The Digital Markets Act: EU Member States afraid of tech lobbying

The Council of the EU has denied public access to documents relating to the Digital Markets Act. The reasoning is remarkable: The Council is afraid that disclosure would lead to a level of tech lobbying that would undermine the decision-making process. This comes at a time where tech is outspending all other sectors in EU lobbying.

What happened?

The journalist research network Investigate Europe has requested public access to documents reflecting the position of EU Member States on the draft Digital Markets Act. The request was made to the Council of the EU, which is the EU’s law-making body representing the governments of all Member States. It was based on Regulation 1049/2001, which governs the public right of access to documents of the EU institutions. The Council found that 28 documents were in scope of the request, but granted only partial access to 10 documents and refused overall access to 13 of them. Just five documents were disclosed in full.

Access denied to nearly half of the relevant documents? Can they do this?

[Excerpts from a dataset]
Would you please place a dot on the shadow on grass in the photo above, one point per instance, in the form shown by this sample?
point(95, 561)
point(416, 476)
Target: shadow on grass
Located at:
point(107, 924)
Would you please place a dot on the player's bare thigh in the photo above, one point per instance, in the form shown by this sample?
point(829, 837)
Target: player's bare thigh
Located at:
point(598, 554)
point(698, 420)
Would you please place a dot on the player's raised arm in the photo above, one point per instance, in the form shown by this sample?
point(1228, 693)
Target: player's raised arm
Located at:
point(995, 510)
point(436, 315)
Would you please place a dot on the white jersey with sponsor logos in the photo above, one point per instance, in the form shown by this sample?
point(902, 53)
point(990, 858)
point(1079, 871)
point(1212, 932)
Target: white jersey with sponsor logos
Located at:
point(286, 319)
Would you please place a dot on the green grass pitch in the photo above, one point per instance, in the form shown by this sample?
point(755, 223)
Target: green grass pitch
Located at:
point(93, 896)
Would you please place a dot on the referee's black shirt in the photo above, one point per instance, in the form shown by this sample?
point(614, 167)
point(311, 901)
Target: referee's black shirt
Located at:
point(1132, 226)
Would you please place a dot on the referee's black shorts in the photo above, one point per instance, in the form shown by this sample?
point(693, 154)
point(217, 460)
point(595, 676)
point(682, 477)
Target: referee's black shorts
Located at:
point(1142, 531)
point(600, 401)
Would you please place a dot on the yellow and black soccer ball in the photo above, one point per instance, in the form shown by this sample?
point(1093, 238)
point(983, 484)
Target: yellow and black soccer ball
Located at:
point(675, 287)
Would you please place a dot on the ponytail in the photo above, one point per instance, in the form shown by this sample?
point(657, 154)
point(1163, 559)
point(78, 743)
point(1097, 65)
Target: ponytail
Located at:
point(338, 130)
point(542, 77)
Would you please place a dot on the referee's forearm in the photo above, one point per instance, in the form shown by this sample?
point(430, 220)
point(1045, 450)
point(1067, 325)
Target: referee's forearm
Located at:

# EXERCISES TO COMPLETE:
**1)** Answer these questions using the article on the Digital Markets Act.
(a) Which regulation governs the public right of access to documents of the EU institutions?
(b) According to the Council, what would disclosure of the documents lead to?
(c) How many documents were disclosed in full?
**2)** Carry on the article on the Digital Markets Act from its final line.

# EXERCISE RESULTS:
**1)**
(a) Regulation 1049/2001.
(b) A level of tech lobbying that would undermine the decision-making process.
(c) Five.

**2)**
The Regulation allows EU institutions to refuse access to documents relating to an ongoing decision-making process where disclosure would seriously undermine this process, unless there is an overriding interest in disclosure. The Council has refused access on exactly that basis. The Council, inter alia, argued that the 13 documents contain first preliminary comments and requests for clarification and that their release would likely put the final choices Member States will make at a later stage into question.

And – this is where it gets really interesting – the Council also said that full disclosure could lead to

“an unprecedented lobbying on the side of systemic online platforms, including those from third countries”.

Lobbying to seriously undermine the EU’s decision-making process?

This seems to be exactly what the Council is concerned about: That too great insight into the exchange of thoughts and views of EU Member States would lead to a level of lobbying from online platforms that would in turn undermine the entire process.

This fear of the Council comes more or less at the same time as the publication of a study showing that tech is now the biggest lobby sector in the EU, outspending the traditional lobbying giants of pharma, fossil fuels, finance, and chemicals. Unsurprisingly, Google, Facebook, Microsoft and Apple are the biggest tech lobbyist in Europe by spending.

Where from here?

With regard to lobbying in general, the reasoning of the Council will further encourage the (many) voices which criticize the scale of tech lobbying. At the same time, it indicates that Member States might be somewhat tired of all those lobbying efforts and have the feeling they need to hold their cards closer to their chests. Going forward, and to address concerns like the one of the Council, this could mean “less lobbying is more” for tech companies.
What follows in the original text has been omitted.